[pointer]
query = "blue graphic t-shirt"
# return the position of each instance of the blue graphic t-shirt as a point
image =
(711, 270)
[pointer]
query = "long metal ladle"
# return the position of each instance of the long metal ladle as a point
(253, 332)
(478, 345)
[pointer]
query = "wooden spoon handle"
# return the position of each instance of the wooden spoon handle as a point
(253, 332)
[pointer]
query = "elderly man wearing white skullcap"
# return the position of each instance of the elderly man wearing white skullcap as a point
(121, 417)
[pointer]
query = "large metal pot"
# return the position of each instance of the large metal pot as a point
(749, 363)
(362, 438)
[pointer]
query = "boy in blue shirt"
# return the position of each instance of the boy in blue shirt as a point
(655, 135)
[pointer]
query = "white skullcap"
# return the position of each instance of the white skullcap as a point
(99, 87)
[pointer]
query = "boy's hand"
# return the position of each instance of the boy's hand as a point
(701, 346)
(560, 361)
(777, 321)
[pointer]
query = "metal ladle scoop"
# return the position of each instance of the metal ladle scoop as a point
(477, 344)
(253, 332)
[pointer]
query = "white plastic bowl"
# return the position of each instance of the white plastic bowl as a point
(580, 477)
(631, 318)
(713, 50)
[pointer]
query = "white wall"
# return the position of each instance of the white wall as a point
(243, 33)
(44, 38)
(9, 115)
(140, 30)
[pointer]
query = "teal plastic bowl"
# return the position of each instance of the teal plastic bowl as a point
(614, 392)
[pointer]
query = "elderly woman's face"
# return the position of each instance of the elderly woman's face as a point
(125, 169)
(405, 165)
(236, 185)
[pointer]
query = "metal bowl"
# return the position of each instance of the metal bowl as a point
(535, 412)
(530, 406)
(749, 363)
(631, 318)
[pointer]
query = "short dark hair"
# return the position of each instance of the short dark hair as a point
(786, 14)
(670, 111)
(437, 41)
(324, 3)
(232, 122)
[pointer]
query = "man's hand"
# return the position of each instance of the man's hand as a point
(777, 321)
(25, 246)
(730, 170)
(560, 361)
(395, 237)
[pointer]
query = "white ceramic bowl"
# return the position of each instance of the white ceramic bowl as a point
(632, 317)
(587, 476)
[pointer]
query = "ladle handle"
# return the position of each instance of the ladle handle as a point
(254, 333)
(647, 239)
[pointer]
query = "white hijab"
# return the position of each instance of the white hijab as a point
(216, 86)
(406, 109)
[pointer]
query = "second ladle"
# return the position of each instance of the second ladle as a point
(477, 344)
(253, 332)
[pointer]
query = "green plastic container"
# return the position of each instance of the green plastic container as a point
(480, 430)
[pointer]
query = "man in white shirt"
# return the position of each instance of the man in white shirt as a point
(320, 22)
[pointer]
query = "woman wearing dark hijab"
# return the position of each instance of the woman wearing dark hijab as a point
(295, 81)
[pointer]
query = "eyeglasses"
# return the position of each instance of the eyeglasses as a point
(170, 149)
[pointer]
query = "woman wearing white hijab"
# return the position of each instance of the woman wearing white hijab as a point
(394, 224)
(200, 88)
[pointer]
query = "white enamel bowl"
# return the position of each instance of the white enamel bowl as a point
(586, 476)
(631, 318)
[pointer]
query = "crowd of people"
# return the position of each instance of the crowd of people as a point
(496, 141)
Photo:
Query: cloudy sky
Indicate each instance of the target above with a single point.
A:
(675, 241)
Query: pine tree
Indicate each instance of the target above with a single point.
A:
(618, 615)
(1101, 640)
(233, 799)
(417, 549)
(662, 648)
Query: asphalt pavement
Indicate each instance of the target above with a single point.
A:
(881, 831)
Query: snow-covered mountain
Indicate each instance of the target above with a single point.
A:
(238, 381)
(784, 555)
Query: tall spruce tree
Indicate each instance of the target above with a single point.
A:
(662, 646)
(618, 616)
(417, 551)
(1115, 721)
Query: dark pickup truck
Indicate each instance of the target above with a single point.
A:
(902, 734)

::::::

Written instruction: Could you give again exactly the lines from the line containing "Query: pine tree" through the final line of the data above, and no others?

Answer to the problem:
Query: pine tree
Indicate each instance of the target above with a single point.
A:
(618, 615)
(1101, 640)
(233, 799)
(417, 549)
(662, 648)
Query: asphalt pavement
Indicate each instance of the target above with a single point.
A:
(881, 831)
Query: snow-covered mountain
Indicate each instance of the target above with a single point.
A:
(238, 381)
(784, 555)
Query: tall spruce tree
Indicate each instance of the target above with a single point.
A:
(662, 646)
(618, 616)
(417, 551)
(1115, 721)
Query: dark pickup truck
Indicate each instance of the target above with a single point.
A:
(902, 734)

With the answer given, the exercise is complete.